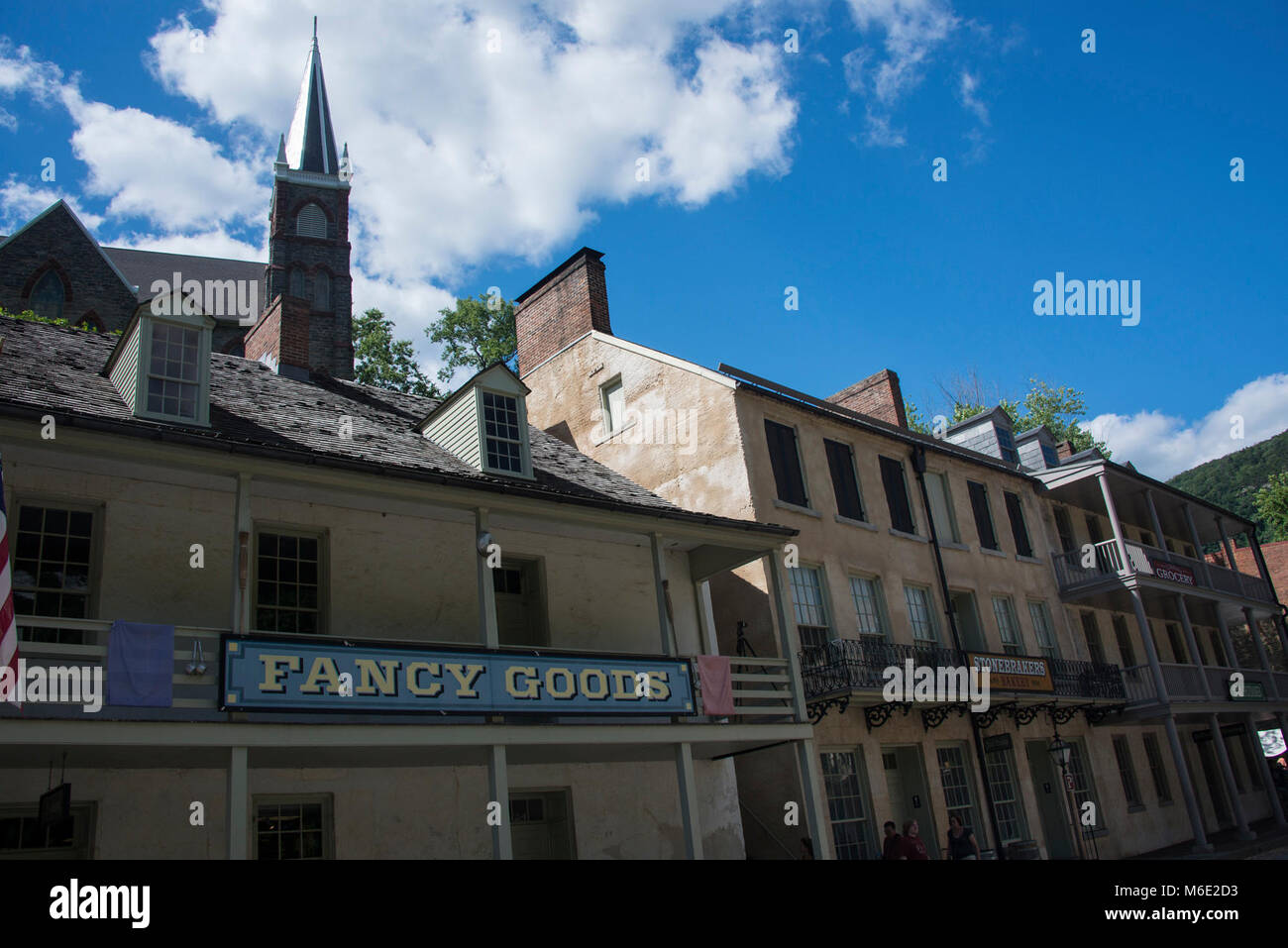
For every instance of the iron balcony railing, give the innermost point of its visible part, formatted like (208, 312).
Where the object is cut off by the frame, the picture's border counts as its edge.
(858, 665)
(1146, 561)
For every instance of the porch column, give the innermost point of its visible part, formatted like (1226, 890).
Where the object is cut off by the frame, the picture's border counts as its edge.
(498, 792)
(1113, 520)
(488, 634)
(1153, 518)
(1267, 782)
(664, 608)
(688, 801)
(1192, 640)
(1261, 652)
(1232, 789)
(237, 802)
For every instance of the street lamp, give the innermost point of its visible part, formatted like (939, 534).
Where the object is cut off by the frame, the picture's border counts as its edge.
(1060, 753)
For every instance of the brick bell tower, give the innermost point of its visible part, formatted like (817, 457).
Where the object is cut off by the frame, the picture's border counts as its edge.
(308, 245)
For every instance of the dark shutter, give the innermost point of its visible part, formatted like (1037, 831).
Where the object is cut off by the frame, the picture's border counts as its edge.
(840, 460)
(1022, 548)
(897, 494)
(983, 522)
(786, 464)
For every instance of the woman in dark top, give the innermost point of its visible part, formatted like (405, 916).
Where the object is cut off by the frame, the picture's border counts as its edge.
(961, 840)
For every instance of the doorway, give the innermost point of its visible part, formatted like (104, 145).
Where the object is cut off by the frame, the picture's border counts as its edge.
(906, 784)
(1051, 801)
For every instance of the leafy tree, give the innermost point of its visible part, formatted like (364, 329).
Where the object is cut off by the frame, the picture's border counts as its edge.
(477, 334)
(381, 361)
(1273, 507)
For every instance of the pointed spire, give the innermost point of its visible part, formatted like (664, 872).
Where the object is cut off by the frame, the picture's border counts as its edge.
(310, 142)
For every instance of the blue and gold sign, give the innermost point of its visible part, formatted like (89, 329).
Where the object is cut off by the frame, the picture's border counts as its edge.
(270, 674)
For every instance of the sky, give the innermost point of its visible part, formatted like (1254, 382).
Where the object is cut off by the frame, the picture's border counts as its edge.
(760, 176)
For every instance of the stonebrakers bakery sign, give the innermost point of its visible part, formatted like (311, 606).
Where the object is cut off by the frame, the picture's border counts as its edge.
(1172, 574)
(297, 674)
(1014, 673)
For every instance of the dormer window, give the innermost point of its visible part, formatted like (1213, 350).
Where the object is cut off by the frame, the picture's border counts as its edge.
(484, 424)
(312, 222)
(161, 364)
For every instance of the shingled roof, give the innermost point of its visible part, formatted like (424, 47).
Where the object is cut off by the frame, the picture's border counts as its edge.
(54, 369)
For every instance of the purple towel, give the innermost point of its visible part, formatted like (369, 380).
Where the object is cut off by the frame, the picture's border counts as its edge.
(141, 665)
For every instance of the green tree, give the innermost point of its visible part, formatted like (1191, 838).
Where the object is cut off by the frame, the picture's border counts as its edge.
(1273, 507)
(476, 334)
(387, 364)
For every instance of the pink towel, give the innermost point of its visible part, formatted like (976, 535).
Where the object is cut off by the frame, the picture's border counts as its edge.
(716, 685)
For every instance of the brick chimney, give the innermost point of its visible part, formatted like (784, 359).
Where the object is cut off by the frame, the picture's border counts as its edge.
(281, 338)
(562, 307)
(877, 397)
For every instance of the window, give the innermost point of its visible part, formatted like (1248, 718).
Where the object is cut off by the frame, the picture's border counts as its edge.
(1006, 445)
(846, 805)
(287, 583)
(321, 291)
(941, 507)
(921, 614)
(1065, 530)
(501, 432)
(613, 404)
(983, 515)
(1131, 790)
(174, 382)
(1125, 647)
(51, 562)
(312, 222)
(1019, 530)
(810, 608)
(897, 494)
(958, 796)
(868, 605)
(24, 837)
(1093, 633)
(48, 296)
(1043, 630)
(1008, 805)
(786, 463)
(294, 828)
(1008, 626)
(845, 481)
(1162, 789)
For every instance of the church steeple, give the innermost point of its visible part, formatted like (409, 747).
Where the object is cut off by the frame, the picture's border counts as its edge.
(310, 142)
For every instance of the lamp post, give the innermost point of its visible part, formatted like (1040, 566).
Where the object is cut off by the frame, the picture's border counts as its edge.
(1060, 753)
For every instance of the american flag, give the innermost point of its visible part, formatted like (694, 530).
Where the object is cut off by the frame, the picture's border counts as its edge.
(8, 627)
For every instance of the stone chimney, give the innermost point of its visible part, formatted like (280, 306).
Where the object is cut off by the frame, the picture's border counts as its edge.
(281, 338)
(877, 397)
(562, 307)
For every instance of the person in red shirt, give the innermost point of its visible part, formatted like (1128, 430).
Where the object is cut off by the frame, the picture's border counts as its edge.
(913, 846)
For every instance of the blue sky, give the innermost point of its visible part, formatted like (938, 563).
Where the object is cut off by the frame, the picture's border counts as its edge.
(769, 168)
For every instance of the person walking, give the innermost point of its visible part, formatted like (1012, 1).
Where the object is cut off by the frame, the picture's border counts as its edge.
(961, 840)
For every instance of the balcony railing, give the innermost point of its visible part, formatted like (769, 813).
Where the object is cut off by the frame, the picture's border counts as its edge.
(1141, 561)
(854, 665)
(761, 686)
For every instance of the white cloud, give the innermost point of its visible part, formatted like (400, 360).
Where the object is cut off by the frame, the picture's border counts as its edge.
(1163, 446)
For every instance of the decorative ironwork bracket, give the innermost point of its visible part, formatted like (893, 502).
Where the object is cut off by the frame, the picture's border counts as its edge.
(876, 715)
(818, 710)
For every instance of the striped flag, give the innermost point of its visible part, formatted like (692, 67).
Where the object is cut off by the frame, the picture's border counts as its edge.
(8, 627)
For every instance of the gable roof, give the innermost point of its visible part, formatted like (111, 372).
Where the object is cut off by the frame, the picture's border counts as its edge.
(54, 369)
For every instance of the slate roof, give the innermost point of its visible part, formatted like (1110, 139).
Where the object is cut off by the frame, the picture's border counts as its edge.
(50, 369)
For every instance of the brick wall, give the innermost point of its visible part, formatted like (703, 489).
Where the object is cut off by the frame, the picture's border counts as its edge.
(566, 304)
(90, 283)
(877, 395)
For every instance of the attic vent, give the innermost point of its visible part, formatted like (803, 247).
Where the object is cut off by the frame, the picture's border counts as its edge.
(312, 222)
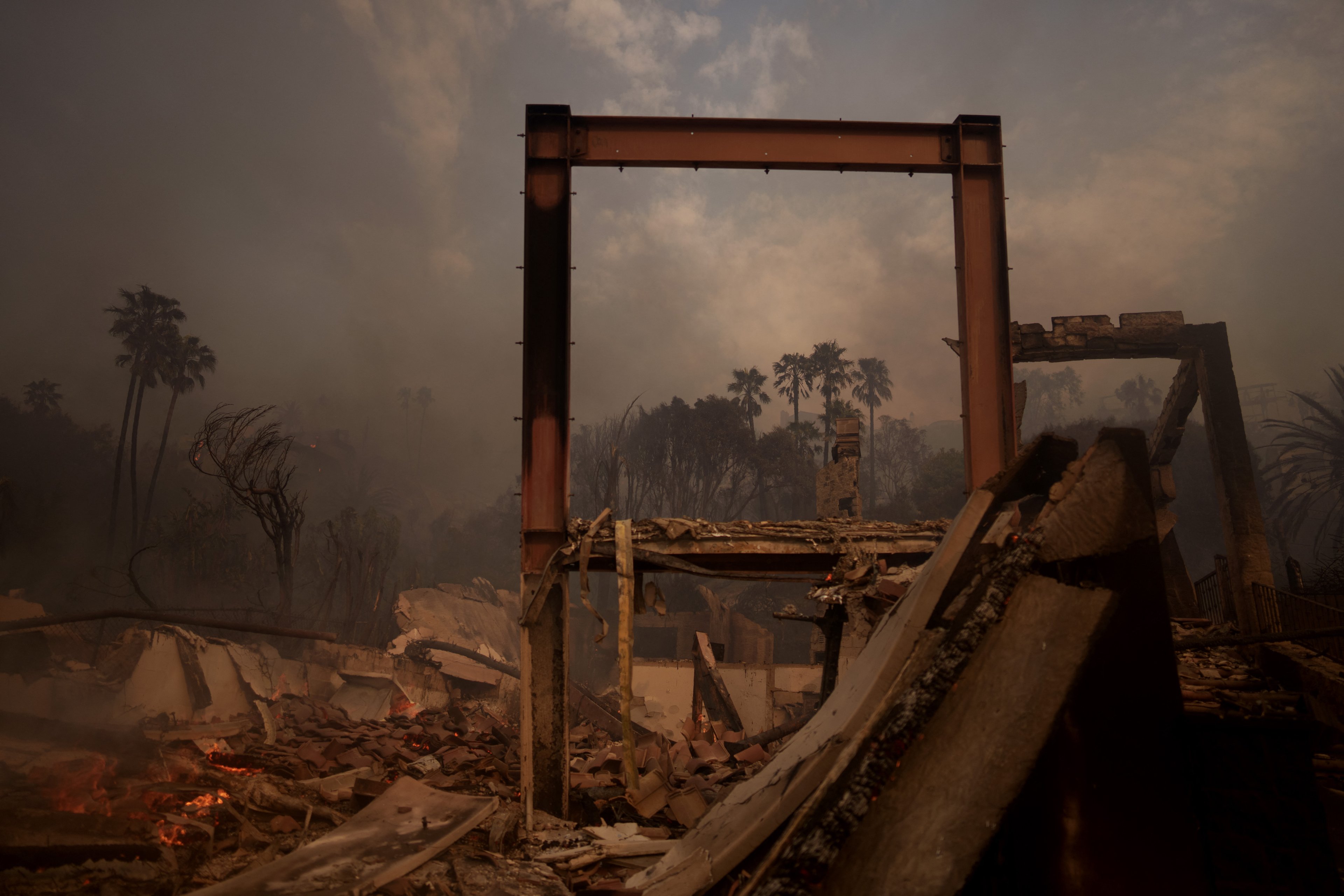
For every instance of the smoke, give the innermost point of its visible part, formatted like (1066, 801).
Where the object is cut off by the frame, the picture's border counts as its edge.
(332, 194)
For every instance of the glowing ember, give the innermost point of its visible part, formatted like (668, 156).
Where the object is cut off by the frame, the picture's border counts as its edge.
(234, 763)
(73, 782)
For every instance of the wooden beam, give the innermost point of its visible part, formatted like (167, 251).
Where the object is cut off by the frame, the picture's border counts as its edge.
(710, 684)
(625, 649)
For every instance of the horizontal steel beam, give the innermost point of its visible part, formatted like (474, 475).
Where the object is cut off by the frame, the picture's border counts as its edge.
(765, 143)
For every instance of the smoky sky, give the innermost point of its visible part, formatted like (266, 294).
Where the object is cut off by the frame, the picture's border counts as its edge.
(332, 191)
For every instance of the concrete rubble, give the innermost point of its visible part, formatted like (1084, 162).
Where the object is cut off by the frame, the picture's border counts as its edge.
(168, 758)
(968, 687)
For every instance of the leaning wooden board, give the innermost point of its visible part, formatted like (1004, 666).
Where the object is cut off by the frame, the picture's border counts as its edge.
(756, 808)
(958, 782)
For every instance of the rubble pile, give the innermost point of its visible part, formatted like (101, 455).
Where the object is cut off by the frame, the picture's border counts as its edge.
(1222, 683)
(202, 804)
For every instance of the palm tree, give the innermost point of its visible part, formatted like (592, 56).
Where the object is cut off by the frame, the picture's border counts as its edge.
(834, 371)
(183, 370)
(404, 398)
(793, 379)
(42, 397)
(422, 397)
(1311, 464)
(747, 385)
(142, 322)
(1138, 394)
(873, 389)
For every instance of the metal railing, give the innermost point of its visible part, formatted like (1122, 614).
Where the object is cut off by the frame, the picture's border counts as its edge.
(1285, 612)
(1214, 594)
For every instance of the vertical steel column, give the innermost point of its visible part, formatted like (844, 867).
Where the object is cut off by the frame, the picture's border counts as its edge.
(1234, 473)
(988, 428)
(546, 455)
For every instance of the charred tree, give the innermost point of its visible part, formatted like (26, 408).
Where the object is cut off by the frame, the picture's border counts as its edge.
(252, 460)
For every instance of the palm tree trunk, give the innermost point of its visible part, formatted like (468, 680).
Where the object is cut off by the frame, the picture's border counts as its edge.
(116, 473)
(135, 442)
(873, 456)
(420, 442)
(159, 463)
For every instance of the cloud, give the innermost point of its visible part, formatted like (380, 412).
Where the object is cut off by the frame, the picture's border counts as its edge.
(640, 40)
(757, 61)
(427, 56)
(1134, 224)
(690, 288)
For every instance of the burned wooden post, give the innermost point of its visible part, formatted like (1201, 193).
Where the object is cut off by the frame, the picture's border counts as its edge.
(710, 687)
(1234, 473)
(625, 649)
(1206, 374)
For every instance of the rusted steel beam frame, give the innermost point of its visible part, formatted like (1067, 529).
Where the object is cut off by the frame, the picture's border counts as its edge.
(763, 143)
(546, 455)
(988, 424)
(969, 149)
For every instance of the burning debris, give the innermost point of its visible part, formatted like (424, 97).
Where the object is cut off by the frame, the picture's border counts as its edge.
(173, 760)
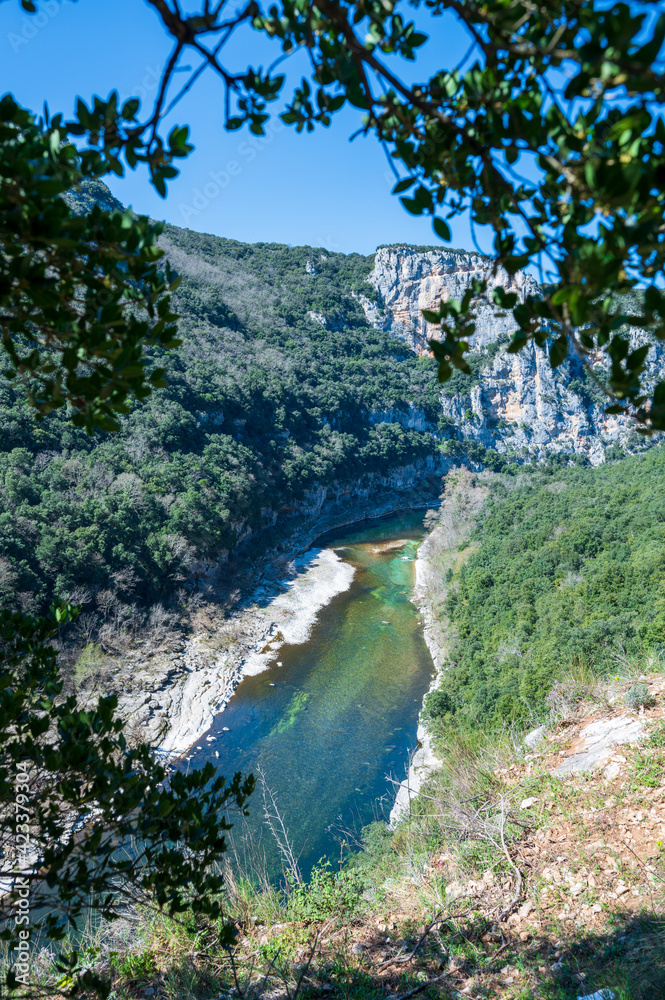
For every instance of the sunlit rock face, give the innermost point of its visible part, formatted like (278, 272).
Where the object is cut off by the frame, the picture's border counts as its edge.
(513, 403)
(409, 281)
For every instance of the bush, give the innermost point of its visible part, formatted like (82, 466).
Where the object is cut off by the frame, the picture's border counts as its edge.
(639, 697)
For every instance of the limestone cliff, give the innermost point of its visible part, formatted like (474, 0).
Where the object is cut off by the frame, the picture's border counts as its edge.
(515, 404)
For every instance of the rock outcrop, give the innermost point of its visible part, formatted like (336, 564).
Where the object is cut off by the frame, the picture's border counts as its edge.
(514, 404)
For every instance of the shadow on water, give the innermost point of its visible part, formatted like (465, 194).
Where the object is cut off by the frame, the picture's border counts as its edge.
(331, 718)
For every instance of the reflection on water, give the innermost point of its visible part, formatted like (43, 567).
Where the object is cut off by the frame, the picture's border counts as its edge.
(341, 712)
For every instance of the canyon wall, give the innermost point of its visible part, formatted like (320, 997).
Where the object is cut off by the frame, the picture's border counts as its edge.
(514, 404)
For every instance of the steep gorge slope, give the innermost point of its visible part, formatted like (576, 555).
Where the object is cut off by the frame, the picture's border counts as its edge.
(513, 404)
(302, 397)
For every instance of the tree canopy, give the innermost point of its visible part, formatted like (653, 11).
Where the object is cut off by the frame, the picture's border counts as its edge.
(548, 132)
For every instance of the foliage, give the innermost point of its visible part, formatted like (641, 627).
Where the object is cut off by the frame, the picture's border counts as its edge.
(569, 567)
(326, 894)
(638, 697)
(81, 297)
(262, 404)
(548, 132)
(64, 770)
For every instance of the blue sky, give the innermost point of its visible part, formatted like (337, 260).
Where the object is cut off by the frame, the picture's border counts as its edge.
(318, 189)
┄┄┄┄┄┄┄┄┄┄
Your task is to output exactly the lines running from the one with "For every instance of the bush, give" through the final line of the material above, with both ends included.

For every instance of the bush, give the innermost point of its visible part, formatted like (82, 466).
Where the object is cut off by the frame, the picture's border counts as its edge.
(639, 697)
For every instance of the limestone cliff, give the innermost point of its visible part, formatted like (474, 0).
Where the object is cut off by the frame, the picture's border counts as its edge.
(515, 404)
For every instance of the rock outcrop, give the innermost point of its visible part, formatted like (336, 564).
Where the object is cut off by the frame, the picture's border counts as its edge.
(514, 404)
For every instance of the shadow on water, give the innermost point of its visible part, formatted like (465, 194).
Where the object is cut off by the frame, the picture's border counts as its edge.
(331, 718)
For every instance of the reflection on water, give the innermost point of its visible part, formatted like (43, 567).
Where the object is cut off by the frame, the picture's border counts as its edge.
(341, 712)
For every instance of the canyon wall, give the innermost point of its visible part, formatted like (320, 997).
Where the object is cut off by the frame, the picture's border counts as its edge.
(514, 404)
For every instance of the steep gorge slope, give the innermost point of its visible part, formatted like (576, 555).
Where the object is cut off by the frame, the picture's border counts as its edge.
(513, 404)
(302, 397)
For every instance of the tree canopy, give the innermost point of its visible part, formatted like (653, 11).
Where the object is cut off by the frame, the picture's border counts as its edge.
(548, 132)
For every instance of the foliage, give the innermost point of its visible part, formatted like (641, 627).
Where the object is cut off by the frame, the picture's border counts as its edge.
(569, 567)
(326, 894)
(638, 697)
(81, 297)
(262, 404)
(548, 132)
(64, 770)
For every instance of the blue sky, give the innermost point of its visible part, formatted like (337, 260).
Where the object is cut off by the frame, the picture's border counts as its edge.
(318, 189)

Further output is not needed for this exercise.